The placement of the front USB 3.0 header is in an awkward spot; the front USB cable from our chassis can be rather thick as well as not very flexible, which may cause some minor problems on our cable management.
We are now making our way over to just in front of the rear IO ports of the Hi-Fi A85W motherboard. Biostar places the EPS CPU power in between the mosfets and the rear IO ports. I actually did not care for its placement because it did make plugging in the EPS power cable a bit difficult (I guess I got spoiled by previous motherboard that placed this power plug onto the far edge of the motherboard). Biostar is using a six phased power distribution for the APU itself. Considering the AMD Trinity 5800K APU only uses up to 100 Watts of power this should provide us with more than enough power to feed our APUs. Directly above the PCI-E x1 expansion port is fan header # 2.
Here we are looking at the memory DIMMs of the Hi-Fi A85W motherboard. The AMD Trinity APU only has the capability of running our memory in dual channel, but this motherboard can utilize up to 64 Gigabytes of memory. Just below the memory DIMMs is the main 24 pin power plug. Now on the right hand side edge of the motherboard and directly above the memory DIMMs is fan header #3.
The APU socket area is fairly clean and is free of any large obstacles so that we can use a multitude of different CPU coolers on this motherboard. I should mention that we can use previous generation AMD CPU/APU coolers directly. We are not able to mount a Llano based APU onto this motherboard; the socket pin layout is different from what the AMD Llano APU uses.

#### [Information]

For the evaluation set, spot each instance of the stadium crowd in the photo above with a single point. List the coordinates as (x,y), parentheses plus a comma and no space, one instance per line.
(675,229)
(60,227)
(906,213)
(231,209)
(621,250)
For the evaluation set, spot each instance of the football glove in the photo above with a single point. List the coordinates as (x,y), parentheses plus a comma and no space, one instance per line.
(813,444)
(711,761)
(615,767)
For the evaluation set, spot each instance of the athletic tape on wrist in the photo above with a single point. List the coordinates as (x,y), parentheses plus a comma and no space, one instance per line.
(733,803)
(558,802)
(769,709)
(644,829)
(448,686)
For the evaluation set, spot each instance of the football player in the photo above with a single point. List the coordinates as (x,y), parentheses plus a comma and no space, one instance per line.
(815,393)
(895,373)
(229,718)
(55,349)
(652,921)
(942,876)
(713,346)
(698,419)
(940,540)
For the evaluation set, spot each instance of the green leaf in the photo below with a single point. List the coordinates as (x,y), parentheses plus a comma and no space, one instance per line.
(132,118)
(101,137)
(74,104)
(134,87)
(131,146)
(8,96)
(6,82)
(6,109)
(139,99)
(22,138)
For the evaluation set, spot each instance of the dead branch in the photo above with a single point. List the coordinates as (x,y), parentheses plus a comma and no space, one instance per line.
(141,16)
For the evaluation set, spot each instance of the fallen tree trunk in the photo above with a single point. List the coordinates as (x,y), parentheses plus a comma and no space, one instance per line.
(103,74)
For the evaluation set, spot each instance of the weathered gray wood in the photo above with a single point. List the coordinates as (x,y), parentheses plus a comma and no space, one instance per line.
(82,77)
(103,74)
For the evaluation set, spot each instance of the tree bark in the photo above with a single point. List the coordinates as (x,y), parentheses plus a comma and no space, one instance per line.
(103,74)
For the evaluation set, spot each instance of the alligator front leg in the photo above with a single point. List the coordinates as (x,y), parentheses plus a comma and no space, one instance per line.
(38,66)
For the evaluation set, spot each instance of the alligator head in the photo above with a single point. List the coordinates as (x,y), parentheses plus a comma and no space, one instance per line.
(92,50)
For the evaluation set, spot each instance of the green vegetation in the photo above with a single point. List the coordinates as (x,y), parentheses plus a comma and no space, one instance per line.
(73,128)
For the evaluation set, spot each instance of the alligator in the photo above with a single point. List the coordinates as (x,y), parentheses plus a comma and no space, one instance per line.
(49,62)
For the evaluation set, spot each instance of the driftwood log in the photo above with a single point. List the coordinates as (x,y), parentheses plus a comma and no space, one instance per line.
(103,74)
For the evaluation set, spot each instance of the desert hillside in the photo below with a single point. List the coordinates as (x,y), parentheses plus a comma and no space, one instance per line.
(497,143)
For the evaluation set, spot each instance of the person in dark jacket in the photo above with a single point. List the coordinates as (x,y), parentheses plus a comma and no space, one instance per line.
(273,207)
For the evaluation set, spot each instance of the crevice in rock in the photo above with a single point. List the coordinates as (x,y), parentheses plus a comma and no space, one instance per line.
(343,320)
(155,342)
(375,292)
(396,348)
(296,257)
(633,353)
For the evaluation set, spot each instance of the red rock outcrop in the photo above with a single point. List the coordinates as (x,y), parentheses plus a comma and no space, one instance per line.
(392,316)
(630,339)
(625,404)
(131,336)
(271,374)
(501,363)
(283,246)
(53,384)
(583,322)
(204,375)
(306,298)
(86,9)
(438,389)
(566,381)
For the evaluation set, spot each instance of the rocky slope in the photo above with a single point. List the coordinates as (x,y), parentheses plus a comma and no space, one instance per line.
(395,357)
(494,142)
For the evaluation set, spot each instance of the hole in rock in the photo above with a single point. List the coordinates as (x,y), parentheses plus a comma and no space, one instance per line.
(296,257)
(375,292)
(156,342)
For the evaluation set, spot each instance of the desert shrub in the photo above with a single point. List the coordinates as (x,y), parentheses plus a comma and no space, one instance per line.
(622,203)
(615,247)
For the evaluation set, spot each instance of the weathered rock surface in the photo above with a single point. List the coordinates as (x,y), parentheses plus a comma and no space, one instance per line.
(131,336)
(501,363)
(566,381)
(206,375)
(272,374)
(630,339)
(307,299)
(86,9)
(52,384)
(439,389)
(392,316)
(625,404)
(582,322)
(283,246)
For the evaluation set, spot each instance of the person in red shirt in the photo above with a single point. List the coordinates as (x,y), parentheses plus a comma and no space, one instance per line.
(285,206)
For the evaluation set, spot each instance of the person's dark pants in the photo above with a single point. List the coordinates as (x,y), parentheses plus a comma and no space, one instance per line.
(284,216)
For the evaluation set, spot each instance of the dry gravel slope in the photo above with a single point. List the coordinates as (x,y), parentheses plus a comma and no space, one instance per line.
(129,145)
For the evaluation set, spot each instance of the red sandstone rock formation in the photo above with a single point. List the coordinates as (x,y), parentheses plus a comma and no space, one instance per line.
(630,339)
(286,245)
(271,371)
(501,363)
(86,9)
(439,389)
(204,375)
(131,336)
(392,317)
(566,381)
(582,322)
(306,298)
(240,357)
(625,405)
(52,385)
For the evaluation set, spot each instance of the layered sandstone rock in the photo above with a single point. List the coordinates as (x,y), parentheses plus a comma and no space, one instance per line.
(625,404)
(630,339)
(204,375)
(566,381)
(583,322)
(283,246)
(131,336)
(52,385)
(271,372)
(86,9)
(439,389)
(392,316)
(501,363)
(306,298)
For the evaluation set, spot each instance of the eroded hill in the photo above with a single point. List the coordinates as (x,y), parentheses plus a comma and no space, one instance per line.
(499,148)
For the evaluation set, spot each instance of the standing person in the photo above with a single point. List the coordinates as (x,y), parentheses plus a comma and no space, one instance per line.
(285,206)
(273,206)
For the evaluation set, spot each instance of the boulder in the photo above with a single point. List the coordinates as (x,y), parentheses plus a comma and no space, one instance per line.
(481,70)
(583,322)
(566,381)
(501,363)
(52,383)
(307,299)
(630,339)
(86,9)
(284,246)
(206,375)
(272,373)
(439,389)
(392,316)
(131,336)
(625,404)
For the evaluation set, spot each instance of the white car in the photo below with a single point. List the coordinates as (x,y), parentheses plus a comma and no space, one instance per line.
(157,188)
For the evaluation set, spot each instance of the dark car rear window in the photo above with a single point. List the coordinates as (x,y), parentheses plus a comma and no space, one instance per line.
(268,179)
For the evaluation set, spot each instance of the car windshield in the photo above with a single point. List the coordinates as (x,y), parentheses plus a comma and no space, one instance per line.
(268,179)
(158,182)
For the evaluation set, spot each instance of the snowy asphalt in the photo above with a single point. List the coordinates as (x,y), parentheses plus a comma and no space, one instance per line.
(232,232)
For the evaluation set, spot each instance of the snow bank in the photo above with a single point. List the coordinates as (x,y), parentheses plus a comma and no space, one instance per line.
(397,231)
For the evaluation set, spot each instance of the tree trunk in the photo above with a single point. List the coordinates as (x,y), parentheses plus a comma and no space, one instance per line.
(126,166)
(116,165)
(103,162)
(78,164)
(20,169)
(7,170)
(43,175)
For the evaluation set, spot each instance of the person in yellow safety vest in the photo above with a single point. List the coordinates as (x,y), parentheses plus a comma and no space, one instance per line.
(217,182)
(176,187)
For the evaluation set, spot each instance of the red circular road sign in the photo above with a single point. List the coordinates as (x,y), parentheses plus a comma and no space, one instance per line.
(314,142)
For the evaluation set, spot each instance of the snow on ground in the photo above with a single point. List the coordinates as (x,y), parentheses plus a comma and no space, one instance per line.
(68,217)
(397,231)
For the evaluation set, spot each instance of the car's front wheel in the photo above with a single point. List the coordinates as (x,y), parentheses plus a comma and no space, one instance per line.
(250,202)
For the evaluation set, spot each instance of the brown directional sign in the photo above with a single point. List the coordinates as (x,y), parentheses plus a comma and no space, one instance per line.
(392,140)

#### [Task set]
a - In the motherboard text, switch "Gigabytes" to "GB" and give again the part that opens with the words "Here we are" and closes with "fan header #3.".
b - Pick up the motherboard review where it stops and continue it.

#### [Results of the exercise]
a -
Here we are looking at the memory DIMMs of the Hi-Fi A85W motherboard. The AMD Trinity APU only has the capability of running our memory in dual channel, but this motherboard can utilize up to 64 GB of memory. Just below the memory DIMMs is the main 24 pin power plug. Now on the right hand side edge of the motherboard and directly above the memory DIMMs is fan header #3.

b -
Here is a better picture of the Hi-Fi capacitors and resistors that Biostar included that will help make our sound from this motherboard clearer. BIOSTAR told Legit Reviews that the capacitors that they are using are also used on Onkyo and Yamaha receivers, so they are not using generic or cheap Chinese made stuff.
Here is a close up shot of the ITE chip that is being used to control the vitals of the Hi-Fi A85W motherboard.
This is the backside of the motherboard; again, it looks pretty clean and nothing should give us any issues when installing this motherboard into our chassis.
The eight SATA 6GB/s ports are all at a 180° orientation to the motherboard.
Here are the rear IO ports of the motherboard, starting left and working right. Biostar includes a PS2/2 USB 2.0 header and an HDMI VGA port, followed by a D-Sub/DVI VGA header. To the right of the D-Sub/DVI VGA header is the included Gigabit Ethernet/two USB 2.0 port header, then we get included two USB 3.0 rear motherboard headers. To the far right is the included 7.1 channel analog audio port header. This motherboard does not come with an Audio Optical port/header. This did not quite settle right with me, because I no longer use the analog connectors and only have the Toslink Audio optical cable to my home stereo amplifiers.
I went ahead and removed the Southbridge cooler to get a better look at this controller chip.
I also wanted to see what kind of thermal interfacing material was being used on this motherboard. Biostar uses the traditional pink thermal interfacing pad; I never really cared for this type of thermal interface material myself.
Removing the APU Phased power heat sink reveals that Biostar uses 18 traditional mosfets that will power the AMD APU.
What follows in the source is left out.